▸ To do
Return, unchanged, every line below that contains the string "positive".

▸ Input records

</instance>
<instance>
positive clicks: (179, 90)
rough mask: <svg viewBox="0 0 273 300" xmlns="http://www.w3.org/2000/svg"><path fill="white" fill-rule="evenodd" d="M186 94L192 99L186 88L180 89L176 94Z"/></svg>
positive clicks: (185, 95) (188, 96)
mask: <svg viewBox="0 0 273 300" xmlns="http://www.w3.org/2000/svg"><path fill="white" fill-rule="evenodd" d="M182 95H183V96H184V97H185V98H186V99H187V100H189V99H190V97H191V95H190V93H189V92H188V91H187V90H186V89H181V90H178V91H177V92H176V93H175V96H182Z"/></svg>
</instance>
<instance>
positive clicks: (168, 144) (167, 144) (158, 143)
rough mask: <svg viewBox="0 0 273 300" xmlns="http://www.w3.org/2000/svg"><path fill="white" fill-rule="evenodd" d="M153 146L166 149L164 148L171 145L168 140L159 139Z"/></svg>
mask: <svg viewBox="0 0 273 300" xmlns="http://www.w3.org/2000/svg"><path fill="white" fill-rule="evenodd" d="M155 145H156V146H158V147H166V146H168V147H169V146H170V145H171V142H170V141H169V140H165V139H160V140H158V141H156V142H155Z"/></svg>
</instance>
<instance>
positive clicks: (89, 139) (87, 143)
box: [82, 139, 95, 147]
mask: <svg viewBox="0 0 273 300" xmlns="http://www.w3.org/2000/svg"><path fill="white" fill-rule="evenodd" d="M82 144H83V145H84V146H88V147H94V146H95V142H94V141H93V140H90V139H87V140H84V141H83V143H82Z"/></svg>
==
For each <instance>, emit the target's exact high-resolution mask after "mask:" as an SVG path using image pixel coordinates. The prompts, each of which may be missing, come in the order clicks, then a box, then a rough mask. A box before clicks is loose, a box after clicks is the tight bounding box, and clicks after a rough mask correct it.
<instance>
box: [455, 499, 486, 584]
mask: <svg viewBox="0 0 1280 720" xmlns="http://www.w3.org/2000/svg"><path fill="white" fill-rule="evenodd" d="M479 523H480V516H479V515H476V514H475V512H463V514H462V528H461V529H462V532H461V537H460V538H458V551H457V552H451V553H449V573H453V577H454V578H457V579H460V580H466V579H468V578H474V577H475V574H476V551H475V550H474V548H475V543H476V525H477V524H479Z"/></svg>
...
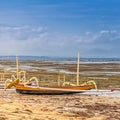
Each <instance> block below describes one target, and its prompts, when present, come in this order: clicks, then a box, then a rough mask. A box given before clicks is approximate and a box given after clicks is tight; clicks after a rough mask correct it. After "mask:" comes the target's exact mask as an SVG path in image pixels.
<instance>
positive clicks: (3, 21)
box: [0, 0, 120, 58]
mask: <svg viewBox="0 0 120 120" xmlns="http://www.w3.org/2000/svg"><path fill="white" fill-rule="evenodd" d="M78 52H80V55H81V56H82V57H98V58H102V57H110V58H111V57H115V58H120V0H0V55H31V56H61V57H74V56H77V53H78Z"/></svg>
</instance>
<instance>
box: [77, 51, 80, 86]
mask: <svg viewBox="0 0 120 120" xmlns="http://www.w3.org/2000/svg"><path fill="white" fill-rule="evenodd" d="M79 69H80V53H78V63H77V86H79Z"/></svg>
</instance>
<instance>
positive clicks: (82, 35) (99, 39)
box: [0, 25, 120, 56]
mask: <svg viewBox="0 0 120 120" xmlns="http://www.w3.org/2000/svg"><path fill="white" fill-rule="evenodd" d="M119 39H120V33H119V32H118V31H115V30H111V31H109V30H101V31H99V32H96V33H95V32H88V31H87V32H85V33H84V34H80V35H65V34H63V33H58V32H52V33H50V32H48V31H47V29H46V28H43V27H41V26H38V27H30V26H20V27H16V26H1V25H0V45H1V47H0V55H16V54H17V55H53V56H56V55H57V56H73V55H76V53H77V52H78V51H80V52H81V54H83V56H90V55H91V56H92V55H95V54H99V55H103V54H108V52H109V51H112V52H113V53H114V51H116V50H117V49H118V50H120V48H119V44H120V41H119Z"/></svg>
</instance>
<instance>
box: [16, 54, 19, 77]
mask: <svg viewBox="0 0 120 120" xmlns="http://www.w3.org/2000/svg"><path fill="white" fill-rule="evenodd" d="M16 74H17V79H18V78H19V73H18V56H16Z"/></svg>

▸ Solution to the problem
positive clicks: (179, 90)
positive clicks: (185, 95) (188, 96)
positive clicks: (168, 144) (167, 144) (158, 143)
positive clicks: (89, 139) (87, 143)
positive clicks: (3, 21)
positive clicks: (82, 35) (99, 39)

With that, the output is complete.